→ **Written exercise**: Please lay out the material from the line containing "Dataset curation — object class: camel." through the line containing "[804,432,884,484]" as a two-column CSV headed instruction and boxes, with one row per instruction. Enclose each field in quotes and turn any line breaks into spaces.

[Items listed in a dataset]
----

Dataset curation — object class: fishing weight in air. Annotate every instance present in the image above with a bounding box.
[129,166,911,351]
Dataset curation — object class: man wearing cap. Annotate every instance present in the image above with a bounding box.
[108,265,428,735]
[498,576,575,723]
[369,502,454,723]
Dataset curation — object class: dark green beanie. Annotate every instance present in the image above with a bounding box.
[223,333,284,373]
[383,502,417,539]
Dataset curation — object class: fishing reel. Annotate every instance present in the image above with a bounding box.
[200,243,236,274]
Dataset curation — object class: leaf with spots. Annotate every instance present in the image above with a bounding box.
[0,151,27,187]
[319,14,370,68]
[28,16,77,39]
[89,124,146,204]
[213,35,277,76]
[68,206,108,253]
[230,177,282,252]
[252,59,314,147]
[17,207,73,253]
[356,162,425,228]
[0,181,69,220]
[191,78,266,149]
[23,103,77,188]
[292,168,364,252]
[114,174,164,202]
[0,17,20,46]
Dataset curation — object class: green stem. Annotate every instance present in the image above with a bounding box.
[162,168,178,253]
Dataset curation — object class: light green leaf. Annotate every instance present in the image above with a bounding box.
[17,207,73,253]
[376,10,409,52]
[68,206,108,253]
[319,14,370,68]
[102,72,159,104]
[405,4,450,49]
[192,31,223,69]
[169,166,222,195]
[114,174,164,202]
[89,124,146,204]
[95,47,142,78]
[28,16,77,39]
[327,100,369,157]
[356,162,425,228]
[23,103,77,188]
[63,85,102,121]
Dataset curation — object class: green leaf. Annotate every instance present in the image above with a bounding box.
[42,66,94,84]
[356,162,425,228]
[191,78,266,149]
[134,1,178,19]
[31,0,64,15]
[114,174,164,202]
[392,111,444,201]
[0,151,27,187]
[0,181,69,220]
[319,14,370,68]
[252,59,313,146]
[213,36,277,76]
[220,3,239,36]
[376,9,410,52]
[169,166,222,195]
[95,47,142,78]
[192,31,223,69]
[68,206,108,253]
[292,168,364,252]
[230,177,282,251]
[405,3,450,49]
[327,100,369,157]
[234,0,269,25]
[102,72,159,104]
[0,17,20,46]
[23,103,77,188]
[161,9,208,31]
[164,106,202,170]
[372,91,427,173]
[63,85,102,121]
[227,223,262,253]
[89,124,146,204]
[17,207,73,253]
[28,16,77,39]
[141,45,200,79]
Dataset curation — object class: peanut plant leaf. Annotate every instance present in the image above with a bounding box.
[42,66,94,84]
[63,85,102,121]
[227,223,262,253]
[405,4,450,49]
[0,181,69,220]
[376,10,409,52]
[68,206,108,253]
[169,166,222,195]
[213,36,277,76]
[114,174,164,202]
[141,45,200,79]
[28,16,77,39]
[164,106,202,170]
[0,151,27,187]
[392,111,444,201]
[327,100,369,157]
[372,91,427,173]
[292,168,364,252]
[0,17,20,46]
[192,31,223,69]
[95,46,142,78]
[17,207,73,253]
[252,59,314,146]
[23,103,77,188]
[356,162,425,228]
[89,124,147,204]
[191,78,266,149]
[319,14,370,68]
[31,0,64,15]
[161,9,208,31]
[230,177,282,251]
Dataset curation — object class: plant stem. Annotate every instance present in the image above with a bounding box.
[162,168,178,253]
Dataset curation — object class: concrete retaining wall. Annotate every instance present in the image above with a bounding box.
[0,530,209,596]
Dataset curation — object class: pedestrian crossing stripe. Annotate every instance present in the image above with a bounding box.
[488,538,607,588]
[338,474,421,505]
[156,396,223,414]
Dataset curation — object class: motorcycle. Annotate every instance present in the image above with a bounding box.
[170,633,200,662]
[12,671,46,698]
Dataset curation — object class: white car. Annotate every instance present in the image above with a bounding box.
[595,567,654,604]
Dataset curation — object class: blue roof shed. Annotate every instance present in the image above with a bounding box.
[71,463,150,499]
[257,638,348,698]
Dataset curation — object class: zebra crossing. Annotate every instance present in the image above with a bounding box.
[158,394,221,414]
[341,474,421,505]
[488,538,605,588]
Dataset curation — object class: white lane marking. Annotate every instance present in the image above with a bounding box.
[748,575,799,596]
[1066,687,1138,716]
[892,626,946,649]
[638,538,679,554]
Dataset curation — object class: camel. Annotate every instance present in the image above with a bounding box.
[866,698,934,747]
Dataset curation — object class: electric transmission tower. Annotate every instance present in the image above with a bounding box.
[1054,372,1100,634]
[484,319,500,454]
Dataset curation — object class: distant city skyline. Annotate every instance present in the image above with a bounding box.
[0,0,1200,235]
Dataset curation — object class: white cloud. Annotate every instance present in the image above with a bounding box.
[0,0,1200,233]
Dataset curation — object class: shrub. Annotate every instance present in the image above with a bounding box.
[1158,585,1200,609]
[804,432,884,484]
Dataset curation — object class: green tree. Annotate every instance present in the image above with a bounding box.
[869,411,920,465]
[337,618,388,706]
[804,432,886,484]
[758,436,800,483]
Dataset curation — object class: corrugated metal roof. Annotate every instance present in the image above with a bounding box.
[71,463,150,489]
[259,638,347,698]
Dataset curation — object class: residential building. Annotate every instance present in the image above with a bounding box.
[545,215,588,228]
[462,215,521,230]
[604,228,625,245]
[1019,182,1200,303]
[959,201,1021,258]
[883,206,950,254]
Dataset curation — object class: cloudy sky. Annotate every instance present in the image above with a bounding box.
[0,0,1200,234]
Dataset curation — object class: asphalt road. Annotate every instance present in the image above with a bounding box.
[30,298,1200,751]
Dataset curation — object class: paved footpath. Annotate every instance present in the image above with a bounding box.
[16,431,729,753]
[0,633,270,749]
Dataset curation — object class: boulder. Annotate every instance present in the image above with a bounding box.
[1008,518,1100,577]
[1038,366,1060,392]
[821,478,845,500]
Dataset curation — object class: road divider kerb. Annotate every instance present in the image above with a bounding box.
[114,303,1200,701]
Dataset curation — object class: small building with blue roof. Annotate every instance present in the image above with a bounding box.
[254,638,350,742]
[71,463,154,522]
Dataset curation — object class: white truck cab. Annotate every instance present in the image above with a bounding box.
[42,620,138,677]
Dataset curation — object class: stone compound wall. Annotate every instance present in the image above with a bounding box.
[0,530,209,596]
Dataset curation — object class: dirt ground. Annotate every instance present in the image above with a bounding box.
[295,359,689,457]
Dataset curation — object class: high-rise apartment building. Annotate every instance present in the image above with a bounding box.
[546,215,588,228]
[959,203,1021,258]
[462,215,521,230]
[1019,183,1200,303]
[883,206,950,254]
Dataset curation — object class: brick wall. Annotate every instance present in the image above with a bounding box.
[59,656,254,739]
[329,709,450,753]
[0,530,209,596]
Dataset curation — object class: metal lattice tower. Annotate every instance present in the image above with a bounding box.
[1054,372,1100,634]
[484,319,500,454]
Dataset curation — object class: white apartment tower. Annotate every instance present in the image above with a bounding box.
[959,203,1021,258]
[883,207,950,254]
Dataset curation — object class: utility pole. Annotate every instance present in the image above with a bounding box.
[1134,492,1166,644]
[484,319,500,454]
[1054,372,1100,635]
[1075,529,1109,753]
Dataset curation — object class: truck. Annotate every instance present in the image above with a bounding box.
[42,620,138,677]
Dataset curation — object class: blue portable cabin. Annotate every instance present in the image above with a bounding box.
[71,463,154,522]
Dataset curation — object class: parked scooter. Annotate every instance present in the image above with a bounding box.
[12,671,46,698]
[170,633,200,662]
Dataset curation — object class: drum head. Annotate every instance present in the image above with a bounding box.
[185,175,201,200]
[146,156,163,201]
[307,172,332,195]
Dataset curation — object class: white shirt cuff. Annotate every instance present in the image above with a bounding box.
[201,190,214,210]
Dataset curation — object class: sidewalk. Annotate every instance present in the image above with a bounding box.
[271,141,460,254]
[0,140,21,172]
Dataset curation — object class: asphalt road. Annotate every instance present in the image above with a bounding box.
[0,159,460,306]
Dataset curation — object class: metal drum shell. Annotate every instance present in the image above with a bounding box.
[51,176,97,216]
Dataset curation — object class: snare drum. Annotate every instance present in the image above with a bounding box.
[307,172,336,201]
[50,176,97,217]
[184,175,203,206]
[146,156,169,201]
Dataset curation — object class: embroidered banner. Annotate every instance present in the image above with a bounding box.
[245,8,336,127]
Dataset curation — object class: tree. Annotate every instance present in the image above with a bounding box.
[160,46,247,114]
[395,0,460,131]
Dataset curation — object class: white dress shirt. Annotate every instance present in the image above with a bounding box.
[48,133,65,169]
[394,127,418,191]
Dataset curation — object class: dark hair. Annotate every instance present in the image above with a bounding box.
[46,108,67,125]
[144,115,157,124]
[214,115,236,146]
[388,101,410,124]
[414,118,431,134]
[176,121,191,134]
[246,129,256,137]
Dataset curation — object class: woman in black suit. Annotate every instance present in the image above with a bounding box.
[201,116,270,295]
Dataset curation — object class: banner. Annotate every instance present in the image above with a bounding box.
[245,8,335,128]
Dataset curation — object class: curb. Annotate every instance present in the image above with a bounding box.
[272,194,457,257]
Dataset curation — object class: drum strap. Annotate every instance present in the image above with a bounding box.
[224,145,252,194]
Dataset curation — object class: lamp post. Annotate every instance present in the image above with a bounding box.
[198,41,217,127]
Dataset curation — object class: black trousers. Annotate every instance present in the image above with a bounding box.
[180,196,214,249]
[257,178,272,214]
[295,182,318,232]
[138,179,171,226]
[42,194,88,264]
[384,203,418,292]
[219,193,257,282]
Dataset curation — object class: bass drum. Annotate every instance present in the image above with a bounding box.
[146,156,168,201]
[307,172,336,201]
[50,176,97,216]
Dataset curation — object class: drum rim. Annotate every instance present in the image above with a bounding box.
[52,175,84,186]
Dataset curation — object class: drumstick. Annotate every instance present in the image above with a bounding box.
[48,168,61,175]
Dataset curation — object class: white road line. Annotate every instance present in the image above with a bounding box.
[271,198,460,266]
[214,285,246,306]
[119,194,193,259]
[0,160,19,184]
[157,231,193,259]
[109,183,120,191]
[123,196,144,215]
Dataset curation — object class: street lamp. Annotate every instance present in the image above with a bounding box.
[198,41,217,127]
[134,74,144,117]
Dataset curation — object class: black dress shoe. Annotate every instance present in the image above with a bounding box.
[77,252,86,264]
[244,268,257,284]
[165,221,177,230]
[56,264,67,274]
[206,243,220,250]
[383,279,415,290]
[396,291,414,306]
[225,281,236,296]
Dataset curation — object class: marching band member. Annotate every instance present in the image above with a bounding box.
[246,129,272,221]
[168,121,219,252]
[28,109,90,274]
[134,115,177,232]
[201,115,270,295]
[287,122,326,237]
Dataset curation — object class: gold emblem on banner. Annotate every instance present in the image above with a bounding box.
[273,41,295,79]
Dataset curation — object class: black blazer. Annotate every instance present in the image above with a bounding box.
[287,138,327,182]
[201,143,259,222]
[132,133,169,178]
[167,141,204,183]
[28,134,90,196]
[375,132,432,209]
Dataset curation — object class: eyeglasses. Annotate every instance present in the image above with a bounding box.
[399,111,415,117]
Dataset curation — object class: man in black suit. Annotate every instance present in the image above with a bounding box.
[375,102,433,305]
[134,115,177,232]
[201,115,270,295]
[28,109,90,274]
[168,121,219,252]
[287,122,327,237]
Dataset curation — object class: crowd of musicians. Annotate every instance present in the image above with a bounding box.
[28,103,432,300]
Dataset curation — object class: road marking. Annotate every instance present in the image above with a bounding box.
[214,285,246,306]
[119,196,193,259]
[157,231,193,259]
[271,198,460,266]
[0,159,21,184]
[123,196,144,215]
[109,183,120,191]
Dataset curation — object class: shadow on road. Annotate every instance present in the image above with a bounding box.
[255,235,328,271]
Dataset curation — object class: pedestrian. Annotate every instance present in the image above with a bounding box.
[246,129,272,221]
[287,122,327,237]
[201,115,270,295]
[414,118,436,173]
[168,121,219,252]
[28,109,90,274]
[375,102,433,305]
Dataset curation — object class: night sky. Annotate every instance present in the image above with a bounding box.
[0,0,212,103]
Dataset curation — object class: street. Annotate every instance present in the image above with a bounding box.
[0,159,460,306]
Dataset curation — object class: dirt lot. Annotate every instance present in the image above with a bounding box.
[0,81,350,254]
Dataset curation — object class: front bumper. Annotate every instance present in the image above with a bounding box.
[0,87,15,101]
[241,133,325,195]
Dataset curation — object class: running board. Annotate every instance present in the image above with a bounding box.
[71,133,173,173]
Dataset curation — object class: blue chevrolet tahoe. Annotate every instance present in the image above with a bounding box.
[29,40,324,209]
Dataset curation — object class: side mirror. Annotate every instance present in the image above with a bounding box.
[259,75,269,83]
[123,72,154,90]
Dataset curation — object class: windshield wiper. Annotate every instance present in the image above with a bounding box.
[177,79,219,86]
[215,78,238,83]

----

→ **Response to the task**:
instruction,boxes
"Dataset curation — object class: camel. Annotate every instance present in the image above with a bounding box.","[866,698,934,747]"
"Dataset curation — object class: electric transmission tower. Annotate every instance present in the image above with a bounding box.","[1054,372,1100,634] [484,319,500,454]"
"Dataset curation — object class: distant city skyline. Annotate every instance present in the image above with a bounding box.","[0,0,1200,235]"
"Dataset curation — object class: white cloud. Annotate every instance present in the image above with a bounding box.","[0,0,1200,233]"
"Dataset curation — object class: shrub. Annotate every instance present in the image above with a bounding box.","[1158,585,1200,609] [804,432,884,484]"